(Data supplied)

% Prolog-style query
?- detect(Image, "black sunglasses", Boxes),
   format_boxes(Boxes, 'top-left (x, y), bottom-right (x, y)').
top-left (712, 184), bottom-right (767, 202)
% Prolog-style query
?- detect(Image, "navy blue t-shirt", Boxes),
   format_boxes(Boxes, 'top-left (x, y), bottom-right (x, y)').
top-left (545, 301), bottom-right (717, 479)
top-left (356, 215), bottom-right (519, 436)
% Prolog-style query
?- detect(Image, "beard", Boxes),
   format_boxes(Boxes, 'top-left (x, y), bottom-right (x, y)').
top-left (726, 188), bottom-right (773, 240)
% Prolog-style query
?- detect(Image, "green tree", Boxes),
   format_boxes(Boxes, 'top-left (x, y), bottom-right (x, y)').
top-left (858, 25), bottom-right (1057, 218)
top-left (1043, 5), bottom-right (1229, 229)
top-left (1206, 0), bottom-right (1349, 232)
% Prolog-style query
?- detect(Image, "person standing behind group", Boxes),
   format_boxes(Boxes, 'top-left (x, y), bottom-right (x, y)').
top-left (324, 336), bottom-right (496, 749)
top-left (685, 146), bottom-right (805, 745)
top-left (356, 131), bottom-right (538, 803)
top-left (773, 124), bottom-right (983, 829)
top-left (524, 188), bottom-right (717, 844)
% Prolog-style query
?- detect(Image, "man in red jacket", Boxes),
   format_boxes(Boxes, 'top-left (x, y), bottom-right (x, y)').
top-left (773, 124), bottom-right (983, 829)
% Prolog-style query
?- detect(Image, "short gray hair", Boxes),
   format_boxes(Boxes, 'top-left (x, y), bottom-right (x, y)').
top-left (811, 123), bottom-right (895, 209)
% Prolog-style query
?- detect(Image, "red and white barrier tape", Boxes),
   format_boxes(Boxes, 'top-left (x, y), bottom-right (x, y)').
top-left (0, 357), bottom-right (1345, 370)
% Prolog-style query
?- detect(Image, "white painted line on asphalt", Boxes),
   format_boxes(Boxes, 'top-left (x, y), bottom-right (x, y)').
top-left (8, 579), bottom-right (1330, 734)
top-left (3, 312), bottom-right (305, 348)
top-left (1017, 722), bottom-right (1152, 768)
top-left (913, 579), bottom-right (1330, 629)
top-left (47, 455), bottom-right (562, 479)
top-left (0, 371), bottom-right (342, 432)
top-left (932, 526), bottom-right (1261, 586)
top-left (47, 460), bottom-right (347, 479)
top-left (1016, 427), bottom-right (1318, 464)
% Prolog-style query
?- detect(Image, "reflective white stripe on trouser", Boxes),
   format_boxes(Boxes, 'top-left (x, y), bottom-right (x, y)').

(Problem details)
All of the records must be repeated exactly.

(The output)
% Prolog-style query
?- detect(Image, "black sunglasses", Boxes),
   format_boxes(Boxes, 'top-left (x, y), bottom-right (x, y)').
top-left (712, 184), bottom-right (767, 202)
% Prolog-style query
?- detect(Image, "navy blue t-shirt", Boxes),
   format_boxes(Boxes, 'top-left (x, y), bottom-right (x, y)').
top-left (545, 301), bottom-right (717, 479)
top-left (356, 215), bottom-right (519, 436)
% Prolog-style query
?- detect(Image, "beard", Boxes),
   format_boxes(Boxes, 'top-left (x, y), bottom-right (x, y)').
top-left (726, 188), bottom-right (773, 240)
% Prolog-style query
?- detect(Image, "green tree", Boxes),
   format_boxes(Boxes, 'top-left (x, y), bottom-right (x, y)').
top-left (858, 25), bottom-right (1057, 218)
top-left (1043, 5), bottom-right (1229, 229)
top-left (1206, 0), bottom-right (1349, 232)
% Prolog-style query
?- detect(Image, "person standing behind group", Boxes),
   format_boxes(Boxes, 'top-left (x, y), bottom-right (x, y)').
top-left (324, 336), bottom-right (496, 749)
top-left (685, 146), bottom-right (805, 745)
top-left (356, 131), bottom-right (538, 803)
top-left (773, 124), bottom-right (983, 829)
top-left (524, 188), bottom-right (717, 844)
% Prolog-style query
?- detect(Image, "man in red jacket", Boxes),
   format_boxes(Boxes, 'top-left (x, y), bottom-right (x, y)').
top-left (773, 124), bottom-right (983, 829)
% Prolog-style query
?- detect(Image, "short gray hair", Boxes),
   format_boxes(Boxes, 'top-left (x, y), bottom-right (x, y)').
top-left (811, 123), bottom-right (895, 209)
% Prolog-style query
?- detect(Image, "red and white barrier tape", Boxes),
   format_boxes(Boxes, 'top-left (x, y), bottom-right (x, y)').
top-left (0, 357), bottom-right (1345, 370)
% Prolog-style query
?- detect(Image, "white painted line on asphalt", Boxes),
   format_boxes(Boxes, 'top-left (x, y), bottom-right (x, y)').
top-left (8, 579), bottom-right (1330, 734)
top-left (3, 312), bottom-right (305, 348)
top-left (1017, 722), bottom-right (1152, 768)
top-left (913, 579), bottom-right (1330, 629)
top-left (47, 455), bottom-right (562, 479)
top-left (0, 371), bottom-right (342, 432)
top-left (932, 526), bottom-right (1261, 586)
top-left (47, 460), bottom-right (347, 479)
top-left (1016, 427), bottom-right (1318, 464)
% Prolog-style query
?- detect(Image, "reflective white stripe on trouser", Boxes),
   format_boxes(Boxes, 'top-left (x, y), bottom-right (x, y)').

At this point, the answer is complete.